**PROBLEM**
Edit the rows below by changing every "setting one point on each instance" to "placing one point per instance" and keeping all other text the same. Leave the pictures out of your answer.

----- ENTRIES -----

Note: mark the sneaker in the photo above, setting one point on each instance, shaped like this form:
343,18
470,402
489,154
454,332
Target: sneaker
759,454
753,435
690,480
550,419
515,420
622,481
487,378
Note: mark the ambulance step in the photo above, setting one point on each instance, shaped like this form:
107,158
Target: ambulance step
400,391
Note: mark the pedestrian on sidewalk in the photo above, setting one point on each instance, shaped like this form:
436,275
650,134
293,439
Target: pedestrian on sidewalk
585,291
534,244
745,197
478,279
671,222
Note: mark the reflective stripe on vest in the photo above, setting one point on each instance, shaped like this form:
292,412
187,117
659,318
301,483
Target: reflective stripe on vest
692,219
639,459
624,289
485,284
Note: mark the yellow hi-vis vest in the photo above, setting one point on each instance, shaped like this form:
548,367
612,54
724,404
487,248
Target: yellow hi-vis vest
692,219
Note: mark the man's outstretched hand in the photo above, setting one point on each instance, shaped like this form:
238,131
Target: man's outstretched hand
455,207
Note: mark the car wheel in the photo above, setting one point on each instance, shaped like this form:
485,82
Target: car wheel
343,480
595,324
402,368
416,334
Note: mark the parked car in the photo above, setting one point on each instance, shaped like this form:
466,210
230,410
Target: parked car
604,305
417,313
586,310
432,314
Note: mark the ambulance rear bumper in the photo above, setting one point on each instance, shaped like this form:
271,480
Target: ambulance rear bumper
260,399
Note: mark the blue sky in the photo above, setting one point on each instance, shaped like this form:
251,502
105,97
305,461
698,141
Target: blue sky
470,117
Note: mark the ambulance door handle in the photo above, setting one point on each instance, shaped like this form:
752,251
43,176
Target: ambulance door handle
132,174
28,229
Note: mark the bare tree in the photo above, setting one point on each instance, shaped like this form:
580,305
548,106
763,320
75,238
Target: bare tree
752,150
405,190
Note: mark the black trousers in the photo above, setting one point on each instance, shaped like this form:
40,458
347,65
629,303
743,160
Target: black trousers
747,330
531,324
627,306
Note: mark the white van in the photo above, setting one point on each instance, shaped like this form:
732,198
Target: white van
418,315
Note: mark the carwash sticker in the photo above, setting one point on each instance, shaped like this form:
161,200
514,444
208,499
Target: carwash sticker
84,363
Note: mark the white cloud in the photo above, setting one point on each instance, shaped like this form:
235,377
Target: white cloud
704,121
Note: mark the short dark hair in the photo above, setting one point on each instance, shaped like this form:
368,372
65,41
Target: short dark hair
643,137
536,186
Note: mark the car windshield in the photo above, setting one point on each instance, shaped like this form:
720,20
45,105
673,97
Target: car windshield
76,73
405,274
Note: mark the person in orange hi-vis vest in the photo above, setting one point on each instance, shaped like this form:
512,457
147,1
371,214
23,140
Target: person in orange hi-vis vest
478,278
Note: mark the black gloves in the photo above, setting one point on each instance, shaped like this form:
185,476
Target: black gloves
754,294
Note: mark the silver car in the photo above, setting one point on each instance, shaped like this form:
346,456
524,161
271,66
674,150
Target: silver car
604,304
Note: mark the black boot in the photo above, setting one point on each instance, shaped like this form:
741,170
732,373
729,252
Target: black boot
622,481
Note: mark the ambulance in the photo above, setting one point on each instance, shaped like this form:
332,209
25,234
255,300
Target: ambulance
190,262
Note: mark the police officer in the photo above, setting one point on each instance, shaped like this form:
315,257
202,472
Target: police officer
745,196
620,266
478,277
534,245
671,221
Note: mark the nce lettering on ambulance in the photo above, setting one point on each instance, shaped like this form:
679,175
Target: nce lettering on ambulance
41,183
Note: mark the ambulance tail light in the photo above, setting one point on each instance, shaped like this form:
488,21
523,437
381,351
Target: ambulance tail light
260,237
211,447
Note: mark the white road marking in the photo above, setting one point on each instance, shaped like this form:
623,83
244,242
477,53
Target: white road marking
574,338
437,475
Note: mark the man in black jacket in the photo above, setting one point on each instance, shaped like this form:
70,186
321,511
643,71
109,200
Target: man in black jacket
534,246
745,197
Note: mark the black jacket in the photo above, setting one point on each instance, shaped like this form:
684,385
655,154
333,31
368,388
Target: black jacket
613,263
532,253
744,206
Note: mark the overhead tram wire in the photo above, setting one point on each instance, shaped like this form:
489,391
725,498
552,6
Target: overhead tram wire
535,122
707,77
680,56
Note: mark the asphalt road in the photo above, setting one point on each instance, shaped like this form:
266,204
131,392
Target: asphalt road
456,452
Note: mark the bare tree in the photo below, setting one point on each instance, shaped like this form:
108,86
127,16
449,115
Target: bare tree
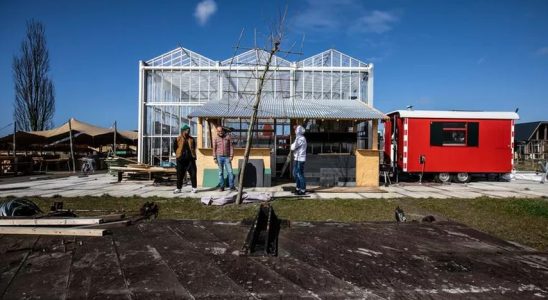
276,38
34,92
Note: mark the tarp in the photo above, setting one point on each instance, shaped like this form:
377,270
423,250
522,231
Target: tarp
83,133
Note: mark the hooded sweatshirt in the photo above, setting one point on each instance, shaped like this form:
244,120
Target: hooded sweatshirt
299,145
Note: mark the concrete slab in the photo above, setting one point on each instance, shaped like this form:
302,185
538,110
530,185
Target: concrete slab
339,195
317,260
99,184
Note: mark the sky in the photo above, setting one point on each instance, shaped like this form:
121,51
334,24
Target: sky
465,55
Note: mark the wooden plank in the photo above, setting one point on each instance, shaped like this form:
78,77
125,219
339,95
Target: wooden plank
52,231
51,221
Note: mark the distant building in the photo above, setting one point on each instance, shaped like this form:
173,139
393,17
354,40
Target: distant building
532,140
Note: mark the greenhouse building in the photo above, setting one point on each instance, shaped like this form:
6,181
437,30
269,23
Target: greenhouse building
330,94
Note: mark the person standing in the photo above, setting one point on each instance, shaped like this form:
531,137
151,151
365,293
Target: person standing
185,152
223,153
299,157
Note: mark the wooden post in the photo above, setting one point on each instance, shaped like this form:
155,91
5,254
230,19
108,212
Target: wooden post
375,135
71,148
14,148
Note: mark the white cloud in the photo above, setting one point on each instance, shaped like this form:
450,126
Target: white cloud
542,51
204,10
376,22
334,16
322,15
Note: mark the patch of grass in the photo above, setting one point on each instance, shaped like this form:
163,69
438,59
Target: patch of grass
521,220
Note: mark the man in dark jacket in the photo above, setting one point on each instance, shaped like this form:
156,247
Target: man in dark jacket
185,152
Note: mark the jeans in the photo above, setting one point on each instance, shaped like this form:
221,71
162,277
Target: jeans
224,162
298,173
183,166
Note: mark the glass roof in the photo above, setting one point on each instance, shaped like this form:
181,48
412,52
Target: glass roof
254,57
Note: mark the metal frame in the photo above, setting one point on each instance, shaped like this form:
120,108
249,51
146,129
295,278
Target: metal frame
185,79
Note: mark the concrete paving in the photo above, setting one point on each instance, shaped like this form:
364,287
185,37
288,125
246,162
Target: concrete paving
525,186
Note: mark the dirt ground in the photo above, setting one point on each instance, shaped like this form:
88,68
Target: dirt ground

-----

**WORKED SOLUTION**
Note: mark the sneaker in the photo above, placing one point per instance, shaped like this form:
343,18
470,402
489,154
454,332
Target: sneaker
759,454
753,435
690,480
550,419
515,420
622,481
487,378
Note: mark the ambulance step in the photo above, placing one point per instance, shaped like this form:
107,158
Target: ambulance step
400,391
Note: mark the pedestrian on sidewalk in the photo above, placing one point per instance, shaped like this form:
436,275
650,134
293,439
Target: pedestrian on sidewalk
585,291
534,244
745,197
478,279
671,222
Note: mark the reflective stripe on vest in the photo above, placing one point per instance, shaped like this form:
292,412
187,117
659,318
301,483
Target: reflective stripe on vest
692,219
639,459
624,289
485,284
Note: mark the yellow hi-vis vest in the photo above, placing one point per instance, shaped like this form:
548,367
612,54
724,404
487,248
Target: yellow hi-vis vest
692,219
Note: mark the man's outstretched hand in the photo above, placing one point per instance, shaped like this form:
238,131
Target: man's outstretched hand
455,207
Note: mark the car wheel in the photo above, placing one point per instance, shaped like this form:
485,82
Target: car wheel
343,480
595,324
402,368
416,334
Note: mark the parked car in the photo above, placing one point per instance, shaped like this form:
466,210
230,410
Target: parked car
604,305
417,313
586,310
432,314
Note: mark the ambulance rear bumper in the photo above, placing one point per instance, shaped like this form:
271,480
Target: ambulance rear bumper
260,399
Note: mark the blue sky in the photo above, placing one point per instance, shaped like this form:
251,502
105,97
305,461
698,141
Target: blue sky
470,117
Note: mark the ambulance door handle in the photo above, placing one point per instance, shaped like this form:
752,251
43,176
Target: ambulance door handle
132,174
28,229
Note: mark the bare tree in the photo above, placing one point per instance, shaped like this form:
580,305
548,106
763,320
75,238
Target: bare tree
752,150
405,190
Note: mark the black trousers in the photo above, placing one point per instance, shaped like this form:
40,458
347,65
629,303
743,160
Target: black trousers
747,330
531,324
627,306
Note: mark the white van in the photo above, placing one point per instance, shaped like this form:
732,198
Target: white van
418,315
Note: mark the carwash sticker in the photo above, placing one point per instance, shaped like this form:
161,200
514,444
208,499
Target: carwash sticker
84,363
Note: mark the white cloud in the photo above, placing one point per instance, shaped like this form:
235,377
Target: white cloud
704,121
Note: mark the short dark hair in the photo above, placing one point per instance, shaped like this form:
368,372
65,41
Target: short dark hair
643,137
536,186
Note: mark the car windshield in the photo above, placing one point per instance, shaped like this form:
720,20
45,105
673,97
Target: car windshield
76,73
405,274
Note: mark the person in orange hi-vis vest in the photo above, placing one point per instance, shaped like this form:
512,457
147,1
371,214
23,140
Target: person in orange hi-vis vest
478,278
Note: mark the black gloves in the photo above, placing one point per instance, shaped like this form:
185,476
Target: black gloves
754,294
Note: mark the silver car in the photo above, placing one point per instance, shaped like this form:
346,456
524,161
271,66
674,150
Target: silver car
604,304
Note: mark the black boot in the photo above, placing one point per instance, shaped like this form:
741,170
732,373
729,252
Target: black boot
622,481
Note: mark the ambulance in the photo above, placing one point per instance, shaped like this form:
332,209
25,234
255,300
Target: ambulance
190,262
Note: mark the police officer in the photo above, placing one point per instance, shaped like this form:
315,257
202,472
Target: police officer
745,196
620,266
478,277
534,245
671,221
Note: mark the nce lettering on ambulance in the photo above, placing one point per instance, shaped like this form:
679,175
Target: nce lettering on ambulance
41,183
Note: mark the ambulance tail light in the photo above, placing one point per instance, shaped like this form:
488,21
523,437
381,351
Target: ambulance tail light
260,237
211,447
Note: mark the white road marking in the photo above, placing one point per instance, shaped like this form:
623,83
244,242
477,53
Target: white road marking
574,338
437,475
Note: mark the man in black jacket in the photo above, placing one point per instance, shaped like this form:
70,186
321,511
643,71
109,200
Target: man in black jacket
534,246
745,197
Note: mark the black jacket in the photo above, placing one point per instance, shaped like this form:
684,385
655,154
333,31
368,388
Target: black jacket
613,263
532,253
744,206
Note: mark the overhead tram wire in the photo above, placing one point per instance, shaped like this form:
489,391
725,498
552,6
Target: overhead tram wire
535,122
707,77
680,56
Note: mark the asphalt road in the photo above, placing one point per instance, shaped like this form:
266,204
131,392
Target: asphalt road
456,452
Note: mark the bare tree in the photo below, placing one point per instance, shaped like this form:
108,86
127,16
449,115
Target: bare tree
276,38
34,92
Note: mark the tarp in the photo above, placing one point per instance, shaped like this form:
377,270
423,250
522,231
Target: tarp
83,133
Note: mark the hooded sweatshirt in the photo above, placing one point per instance, shaped like this form:
244,120
Target: hooded sweatshirt
299,145
Note: mark the concrete slab in the photo above, placing one point per instance, shaped like this form:
302,185
538,110
530,185
Target: concrete slab
339,195
317,260
99,184
Note: mark the sky in the photo above, placing one point per instance, shaped like this form:
121,51
334,24
Target: sky
465,55
Note: mark the wooden plank in the photo above, placing one point per instance, shaped like this form:
78,77
125,219
339,95
Target: wooden plank
52,231
51,221
Note: mark the distant building in the photo above, placing one point per instance, shaped like this form:
173,139
393,17
354,40
Target: distant building
532,140
Note: mark the greenhouse building in the photo above, placing one point per instance, shaped like this form:
6,181
437,30
269,23
Target: greenhouse building
330,94
Note: mark the person standing in the photo above, placing one point per instance, shaped like this form:
531,137
151,151
365,293
Target: person standing
185,152
223,153
299,157
Note: mark the wooden post in the photo above, placing one point per instance, shaped like this form:
155,91
5,254
230,19
108,212
Target: wooden post
375,135
71,148
14,148
Note: mark the white cloud in the photo above, placing one point per instance, shaped like this form:
450,126
Target: white cloud
542,51
204,10
376,22
334,16
322,15
Note: mark the patch of grass in the photo above, placing one point per instance, shaped like this form:
163,69
438,59
Target: patch of grass
521,220
Note: mark the man in dark jacket in the photo above, placing one point per instance, shaped like this form:
156,247
Target: man in dark jacket
185,152
Note: mark the jeans in the photo above, placing one point per instance, shaped like this form:
221,71
162,277
Target: jeans
224,162
298,173
183,166
Note: mark the glass roof in the photo above, placing one point per instance, shaped like this form:
181,48
412,52
Target: glass roof
254,57
Note: mark the metal frame in the photo above, placing one point per instance, shaped like this form:
120,108
249,51
146,129
295,278
Target: metal frame
185,79
Note: mark the concrete paving in the photo above, placing one point per instance, shaped like this form:
364,287
185,37
288,125
246,162
Target: concrete paving
525,186
Note: mark the dirt ground in the photo above, placing one point per instance, shaped like this form:
88,68
Target: dirt ground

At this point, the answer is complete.